**GOAL OF THE EXERCISE:**
Go through the entries below and print each one exactly, leaving out pictures.

Saved data entries

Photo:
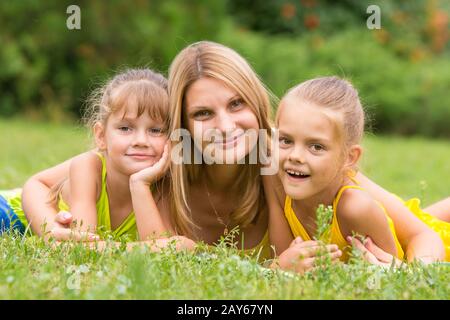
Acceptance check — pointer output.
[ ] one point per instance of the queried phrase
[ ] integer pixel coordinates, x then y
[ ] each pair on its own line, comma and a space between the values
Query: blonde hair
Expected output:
338, 96
142, 88
209, 59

**WRITTEN RESPONSE:**
Photo:
Acceptance check — pointer output.
[ ] one point per instance of the queried phrase
[ ] integer pixel coordinates, x then y
[ ] each pair on its own line, comma and a space between the values
Query: blonde hair
Expected output:
338, 96
142, 88
209, 59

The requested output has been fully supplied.